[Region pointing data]
━━━━━━

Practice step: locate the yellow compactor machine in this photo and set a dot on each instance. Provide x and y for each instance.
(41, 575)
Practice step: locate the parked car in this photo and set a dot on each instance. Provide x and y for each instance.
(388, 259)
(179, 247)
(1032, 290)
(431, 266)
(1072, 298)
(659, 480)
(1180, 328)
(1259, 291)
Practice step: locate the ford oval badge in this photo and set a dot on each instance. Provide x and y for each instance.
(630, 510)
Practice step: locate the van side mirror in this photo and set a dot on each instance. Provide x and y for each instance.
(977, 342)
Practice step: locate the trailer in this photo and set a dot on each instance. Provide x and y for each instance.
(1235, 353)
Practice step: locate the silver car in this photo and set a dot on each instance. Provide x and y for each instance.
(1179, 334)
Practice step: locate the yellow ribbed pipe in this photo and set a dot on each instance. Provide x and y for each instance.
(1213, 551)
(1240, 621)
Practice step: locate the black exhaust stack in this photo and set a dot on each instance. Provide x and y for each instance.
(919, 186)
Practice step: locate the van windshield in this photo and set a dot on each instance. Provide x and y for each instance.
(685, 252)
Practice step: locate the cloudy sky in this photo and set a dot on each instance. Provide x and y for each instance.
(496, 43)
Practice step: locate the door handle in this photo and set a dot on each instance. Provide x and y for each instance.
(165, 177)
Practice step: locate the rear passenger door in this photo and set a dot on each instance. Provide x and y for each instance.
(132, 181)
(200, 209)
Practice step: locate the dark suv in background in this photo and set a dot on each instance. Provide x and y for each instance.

━━━━━━

- [Task to complete] Each entry above should be output again, precisely as given.

- [Output for this exercise]
Practice step: locate the yellow compactor machine in this photo and set a dot on each instance. Provide x and y for each instance.
(41, 575)
Practice step: locate the parked car in this photo and set a dot on each instance. Provide x and y for each instance.
(388, 259)
(179, 247)
(1032, 290)
(431, 266)
(1072, 298)
(659, 480)
(1180, 328)
(1259, 291)
Practice step: locate the ford oval badge in this photo and set a dot on each instance. Provide x and y for each instance.
(630, 510)
Practice step: locate the van side mirror in this photo and set a dot on each instance. Provide x and y for each instance.
(977, 342)
Practice step: locate the trailer in this photo and set a dot on each instance. Provide x and y for each instance.
(1235, 353)
Practice step: locate the silver car in this photo and set a dot on each instance. Provide x and y for each instance.
(1179, 334)
Practice step: locate the yellow ribbed pipe in this photo and set a dot on each instance. Provide x and y for each instance.
(1213, 551)
(1240, 621)
Practice step: locate the black exhaust stack in this photo and set a dot on each instance. Provide x and y for each instance.
(919, 186)
Practice step: locate the van windshield in this photo and set a dot on each instance. Provide x and y for each instance.
(685, 252)
Practice step: locate the cloudy sky in this photo and set a dot on each instance. Provide x and y for each instance.
(496, 43)
Practice step: locate the door handle in this photo and set a dot on each instance. Provide x and y for each instance.
(165, 177)
Practice step: locate the rear passenger door in this photo and set a dot on each instance. Provide x and y for each instance.
(132, 181)
(200, 209)
Practice step: locate the dark suv in background in this photo and set a dot on each instance. Provide x and y for each instance.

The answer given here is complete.